## PROMPT A
Pull out every line of the listing below that contains the string "grass". Matching is case-sensitive.

## TEXT SEGMENT
______________________________

Perhaps you have heard this expression before that “When in Rome, do like the Romans do”. It means that whatever country you are visiting (living, working, etc.), it is polite to follow the customs of that society. The first reference to this expression came from St. Augustine who in 390 AD wrote in Latin (the phrase below). It has since then changed to the widely used and accepted meaning described above.
St. Augustine: Cum Romanum venio, ieiuno Sabbato; cum hic sum, non ieiuno: sic etiam tu, ad quam forte ecclesiam veneris, eius morem serva, si cuiquam non vis esse scandalum nec quemquam tibi.
Translation: When I go to Rome, I fast on Saturday, but here [Milan] I do not. Do you also follow the custom of whatever church you attend, if you do not want to give or receive scandal.
When you go to English-speaking countries, it is important to understand the customs and traditions of that country. Canadian and American customs and traditions are very similar, but let’s look at a few differences.
When in Canada, do like the Canadians do
Accidentally bumping into someone or stepping on their feet
Canadians are usually extremely polite when it comes to mild physical faux pas like accidentally bumping into someone or stepping on their foot. Both parties will apologize with the words “excuse me” or “I’m sorry.”

______________________________

## PROMPT B
List every phrase that the passage on customs places inside quotation marks.

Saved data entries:
______________________________

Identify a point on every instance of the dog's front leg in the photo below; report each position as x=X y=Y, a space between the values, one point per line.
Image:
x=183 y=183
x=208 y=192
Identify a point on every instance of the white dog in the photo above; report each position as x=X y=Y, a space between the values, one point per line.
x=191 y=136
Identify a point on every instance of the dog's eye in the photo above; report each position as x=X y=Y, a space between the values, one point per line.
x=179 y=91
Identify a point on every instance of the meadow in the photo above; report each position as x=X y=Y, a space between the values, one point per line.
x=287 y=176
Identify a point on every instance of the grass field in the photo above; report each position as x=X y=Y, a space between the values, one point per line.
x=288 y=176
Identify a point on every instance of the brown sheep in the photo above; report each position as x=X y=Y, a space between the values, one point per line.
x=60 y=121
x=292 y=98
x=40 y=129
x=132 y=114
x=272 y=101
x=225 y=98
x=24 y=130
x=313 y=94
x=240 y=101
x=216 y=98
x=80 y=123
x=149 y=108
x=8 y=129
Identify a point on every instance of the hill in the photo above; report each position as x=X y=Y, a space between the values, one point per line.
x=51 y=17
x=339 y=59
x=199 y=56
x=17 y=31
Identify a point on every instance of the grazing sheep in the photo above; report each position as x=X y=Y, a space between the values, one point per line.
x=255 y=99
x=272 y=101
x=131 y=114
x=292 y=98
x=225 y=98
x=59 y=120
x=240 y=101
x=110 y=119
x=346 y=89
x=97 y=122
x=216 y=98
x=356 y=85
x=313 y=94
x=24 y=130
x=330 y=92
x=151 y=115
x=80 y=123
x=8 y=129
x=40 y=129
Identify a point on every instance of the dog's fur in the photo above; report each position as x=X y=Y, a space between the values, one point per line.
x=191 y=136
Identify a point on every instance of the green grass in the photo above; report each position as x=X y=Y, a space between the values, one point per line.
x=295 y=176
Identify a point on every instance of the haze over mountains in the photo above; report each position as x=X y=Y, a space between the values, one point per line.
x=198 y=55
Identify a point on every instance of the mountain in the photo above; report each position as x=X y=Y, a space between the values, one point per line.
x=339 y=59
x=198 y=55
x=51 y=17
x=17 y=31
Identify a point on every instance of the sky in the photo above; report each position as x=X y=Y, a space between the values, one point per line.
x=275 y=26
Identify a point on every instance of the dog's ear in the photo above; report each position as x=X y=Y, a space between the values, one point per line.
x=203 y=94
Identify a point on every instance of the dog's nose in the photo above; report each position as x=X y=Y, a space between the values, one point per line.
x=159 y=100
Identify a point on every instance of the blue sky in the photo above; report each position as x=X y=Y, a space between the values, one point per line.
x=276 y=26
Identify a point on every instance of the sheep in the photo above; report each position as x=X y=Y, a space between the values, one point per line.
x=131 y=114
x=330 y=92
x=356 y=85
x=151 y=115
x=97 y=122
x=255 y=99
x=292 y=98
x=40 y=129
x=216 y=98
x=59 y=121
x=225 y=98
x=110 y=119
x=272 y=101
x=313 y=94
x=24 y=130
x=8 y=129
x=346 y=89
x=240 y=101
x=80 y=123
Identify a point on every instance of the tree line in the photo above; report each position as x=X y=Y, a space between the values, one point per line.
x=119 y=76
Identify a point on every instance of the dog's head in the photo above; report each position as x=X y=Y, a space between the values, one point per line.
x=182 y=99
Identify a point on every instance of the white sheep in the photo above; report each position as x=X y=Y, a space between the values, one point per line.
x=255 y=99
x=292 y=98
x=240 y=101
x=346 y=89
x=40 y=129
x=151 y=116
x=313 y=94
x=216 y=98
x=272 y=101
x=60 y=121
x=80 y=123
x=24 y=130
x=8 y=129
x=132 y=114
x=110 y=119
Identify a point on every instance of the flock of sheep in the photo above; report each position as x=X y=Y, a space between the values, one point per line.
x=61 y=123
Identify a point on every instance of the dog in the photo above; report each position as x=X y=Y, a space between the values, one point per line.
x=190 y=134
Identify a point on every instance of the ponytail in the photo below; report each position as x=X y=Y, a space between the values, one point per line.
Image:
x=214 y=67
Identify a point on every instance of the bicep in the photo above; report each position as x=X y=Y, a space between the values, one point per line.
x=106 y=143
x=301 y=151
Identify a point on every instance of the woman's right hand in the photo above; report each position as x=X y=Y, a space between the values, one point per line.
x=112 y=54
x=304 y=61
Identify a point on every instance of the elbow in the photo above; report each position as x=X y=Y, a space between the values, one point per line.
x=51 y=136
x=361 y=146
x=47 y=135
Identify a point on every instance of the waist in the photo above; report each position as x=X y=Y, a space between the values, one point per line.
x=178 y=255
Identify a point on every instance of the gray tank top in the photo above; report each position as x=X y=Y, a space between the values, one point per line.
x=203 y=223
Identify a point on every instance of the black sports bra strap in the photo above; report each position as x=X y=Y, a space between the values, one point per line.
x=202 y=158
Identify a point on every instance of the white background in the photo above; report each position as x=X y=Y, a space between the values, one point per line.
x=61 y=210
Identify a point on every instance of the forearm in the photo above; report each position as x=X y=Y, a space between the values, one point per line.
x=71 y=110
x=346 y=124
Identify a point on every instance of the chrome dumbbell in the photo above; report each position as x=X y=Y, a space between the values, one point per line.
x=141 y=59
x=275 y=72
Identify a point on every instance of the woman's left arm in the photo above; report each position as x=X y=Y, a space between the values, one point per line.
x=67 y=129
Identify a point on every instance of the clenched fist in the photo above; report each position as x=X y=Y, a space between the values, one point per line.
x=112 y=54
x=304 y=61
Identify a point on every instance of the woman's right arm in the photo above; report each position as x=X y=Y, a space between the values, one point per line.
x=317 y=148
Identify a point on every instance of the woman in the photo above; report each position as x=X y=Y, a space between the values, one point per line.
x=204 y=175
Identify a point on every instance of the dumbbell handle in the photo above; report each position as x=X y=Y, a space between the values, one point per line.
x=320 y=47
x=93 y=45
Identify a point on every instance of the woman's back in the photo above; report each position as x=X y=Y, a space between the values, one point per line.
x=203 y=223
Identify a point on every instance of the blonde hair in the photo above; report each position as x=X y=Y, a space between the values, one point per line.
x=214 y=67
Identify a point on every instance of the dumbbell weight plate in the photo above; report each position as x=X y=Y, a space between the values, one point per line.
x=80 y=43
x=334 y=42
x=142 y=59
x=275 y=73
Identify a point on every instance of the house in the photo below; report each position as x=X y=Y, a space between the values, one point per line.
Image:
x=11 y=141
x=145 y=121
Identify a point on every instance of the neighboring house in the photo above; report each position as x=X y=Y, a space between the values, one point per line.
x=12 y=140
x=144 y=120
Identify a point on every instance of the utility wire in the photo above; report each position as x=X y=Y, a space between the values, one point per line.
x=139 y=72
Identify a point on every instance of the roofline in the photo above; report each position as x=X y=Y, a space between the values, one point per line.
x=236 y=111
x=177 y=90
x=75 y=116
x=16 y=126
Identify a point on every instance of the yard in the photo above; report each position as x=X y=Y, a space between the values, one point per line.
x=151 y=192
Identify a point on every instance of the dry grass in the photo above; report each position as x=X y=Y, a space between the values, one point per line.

______________________________

## CORRECT ANSWER A
Identify a point on every instance of the grass field in the photo above; report each position as x=X y=Y, a space between the values, one point per line.
Identify a point on every instance of the green grass in the photo above; report each position as x=X y=Y, a space between the values, one point per line.
Identify a point on every instance of the dry grass in the photo above; report each position as x=X y=Y, a space between the values, one point per line.

## CORRECT ANSWER B
When in Rome, do like the Romans do
excuse me
I’m sorry.